● WHAT TO PRODUCE
Are you able to retype all the records below exactly?

'''

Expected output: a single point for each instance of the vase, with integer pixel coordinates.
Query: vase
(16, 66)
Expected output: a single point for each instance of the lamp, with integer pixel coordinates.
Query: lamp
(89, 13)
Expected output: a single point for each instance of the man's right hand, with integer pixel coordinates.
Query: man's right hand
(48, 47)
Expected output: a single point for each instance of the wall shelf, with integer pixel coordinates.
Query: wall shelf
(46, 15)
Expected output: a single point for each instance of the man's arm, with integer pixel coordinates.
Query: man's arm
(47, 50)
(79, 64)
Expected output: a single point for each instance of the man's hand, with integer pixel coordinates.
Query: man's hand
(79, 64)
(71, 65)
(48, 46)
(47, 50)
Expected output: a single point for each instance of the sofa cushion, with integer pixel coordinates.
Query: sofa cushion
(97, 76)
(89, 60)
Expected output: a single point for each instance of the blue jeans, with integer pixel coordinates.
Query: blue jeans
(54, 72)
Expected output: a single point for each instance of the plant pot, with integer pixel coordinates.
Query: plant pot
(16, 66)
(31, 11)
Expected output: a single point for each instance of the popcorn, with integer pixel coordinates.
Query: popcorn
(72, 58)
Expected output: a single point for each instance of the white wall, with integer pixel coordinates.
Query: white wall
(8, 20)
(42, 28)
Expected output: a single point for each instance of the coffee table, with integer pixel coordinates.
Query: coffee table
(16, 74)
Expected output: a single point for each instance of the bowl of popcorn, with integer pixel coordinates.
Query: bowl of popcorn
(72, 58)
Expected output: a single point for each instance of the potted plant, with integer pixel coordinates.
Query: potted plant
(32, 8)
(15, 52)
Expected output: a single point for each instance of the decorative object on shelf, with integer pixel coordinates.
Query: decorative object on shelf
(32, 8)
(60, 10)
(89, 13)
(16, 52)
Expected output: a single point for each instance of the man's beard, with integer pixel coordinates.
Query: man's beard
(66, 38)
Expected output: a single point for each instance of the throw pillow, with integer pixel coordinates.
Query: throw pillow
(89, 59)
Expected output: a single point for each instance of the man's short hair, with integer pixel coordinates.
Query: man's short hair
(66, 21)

'''

● FINAL ANSWER
Expected output: a single point for each instance of the vase, with integer pixel coordinates.
Query: vase
(16, 66)
Expected output: a single point for each instance of the lamp, with integer pixel coordinates.
Query: lamp
(89, 13)
Expected output: a single point for each instance of the man's right hand, with integer pixel coordinates.
Query: man's right hand
(48, 47)
Expected output: a single point for each instance of the wall shelf, with integer pixel coordinates.
Query: wall shelf
(46, 15)
Expected output: a single point for each instance of the man's arm, with integer pixel coordinates.
Query: man's arm
(47, 50)
(79, 64)
Expected output: a single point for each instance of the man's hand, with integer pixel coordinates.
Query: man's hand
(79, 64)
(71, 65)
(48, 46)
(47, 50)
Expected output: a single point for each instance of the sofa cushion, with integer pixel coordinates.
Query: sofa cushion
(97, 76)
(89, 60)
Expected output: a single point for each instance of the blue jeans, with integer pixel coordinates.
Query: blue jeans
(54, 72)
Expected output: a single point for each instance of the plant pot, with integer pixel coordinates.
Query: plant pot
(16, 66)
(31, 11)
Expected output: a single point for each instance of the popcorn, with integer pixel coordinates.
Query: popcorn
(72, 58)
Expected output: a single point for each instance of the white wall, with integer pixel coordinates.
Query: white wall
(8, 20)
(42, 28)
Expected output: a single point for each instance of the coffee table, with integer pixel coordinates.
Query: coffee table
(16, 74)
Expected output: a single point for each instance of the bowl of popcorn, with integer pixel coordinates.
Query: bowl of popcorn
(72, 58)
Expected output: a single point for each instance of the potted plant, with integer pixel coordinates.
Query: potted plant
(32, 8)
(15, 52)
Expected output: a single point for each instance of the decorative object on shelf, with integer pixel coordinates.
Query: decorative object on shelf
(32, 8)
(60, 10)
(89, 13)
(16, 52)
Expected output: a single point for each instance of the man's beard, with integer pixel coordinates.
Query: man's beard
(66, 38)
Expected output: a single point for each instance of the throw pillow, with integer pixel coordinates.
Query: throw pillow
(89, 59)
Expected output: a single point for each instance of the man's short hair, with integer pixel coordinates.
Query: man's short hair
(66, 21)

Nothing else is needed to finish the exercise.